▶ _Supplied text_:

Whilst there is of course a need to be able to demonstrate this high survival rate, I am confident that it would be straightforward to illustrate the high level of survival of fish caught in this way. The only element of the operation that may need more close study is the effect of running the fish through a fish stripper, to pull the hook from the fish as this may have a detrimental effect on survival due to damage to its mouth parts.
From long experience, Mackerel caught by handline and used as live bait last a long time and swim strongly, despite being hooked.
In a similar way, pelagic species taken by drift net also have a high survival rate, albeit probably significantly lower than in a handline fishery in relative terms. This is due to the fact that drift nets tend to be accompanied and hauled quite quickly once a reasonable catch is observed. Again, work will be required to more clearly understand survival characteristics and percentages.
There is also a by catch of pelagic species in trawls, bottom set gill and entangling nets and I am unaware of any specific work that has been done with regard to the survival of these species taken in these ways. Survival will be variable depending on tow time or soak time, depth of water and a number of other factors that will need to be investigated. It is true to say that the majority of pelagic species caught in this way would be dead when hauled.
In some areas there will be a targeted midwater trawl fishery for pelagic species and these fisheries will reflect the issues made immediately above, irrespective of size of operation.
English passive gear fishers will routinely discard fish of below the minimum landing size and even larger on the basis of market demand depending on the time of year. So the answer to question 1 in terms of the potentially “minimal impact” of the landings obligation for all passive methods will revolve around the outcome of the previously identified and urgent need for work on the survivability of species and therefore the application of a sensible exemption on this basis prior to the implementation of the obligation. This requirement is equally valid for the ring net fleet.
With regard to discards in the <10 ring net fleet, that is I am informed, similar in terms of operation to the larger purse seine sector; I have made enquiries of members who ring net who tell me that they are easily able to identify the size and species within the confines of the net whilst the fish are still “free swimming” and that in the event that those fish are slipped, they swim away happily and importantly without losing any scales. These observations do not of course amount to scientific evidence and it is therefore clear that work needs to be done in this respect, prior to the ban, to provide the required scientific evidence that would demonstrate high survival rates, or otherwise. It is apparently also possible to brail a small amount of fish from the net to assess the size when the fish are still in this free swimming state.
The key element within question 1 in regard to ring netting operations will be the definition of “slipping”. If, as you have outlined previously, any slipping of catches by ring netters will be deemed to be discarding then this will cause significant problems.

▶ _Set exercise A_:
Please decide whether each statement agrees with the discards passage, answering yes or no for each and quoting the words of the passage that settle it. (i) Mackerel caught by handline and used as live bait swim strongly. (ii) Pelagic species taken by drift net survive at a higher rate than those taken by handline. (iii) Most pelagic species caught as by catch in trawls and gill nets are alive when hauled.
▶ _Set exercise B_:
In the discards passage, what happens to fish slipped from a ring net, according to the members who ring net?

▶ _Given material_:
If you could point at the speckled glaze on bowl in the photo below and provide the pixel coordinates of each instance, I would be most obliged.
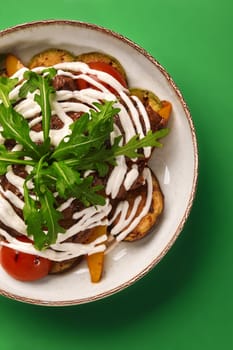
(176, 164)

▶ _Problem solution A_:
(i) Yes: "Mackerel caught by handline and used as live bait last a long time and swim strongly, despite being hooked."
(ii) No: "albeit probably significantly lower than in a handline fishery in relative terms"
(iii) No: "the majority of pelagic species caught in this way would be dead when hauled"

▶ _Problem solution B_:
They swim away happily without losing any scales.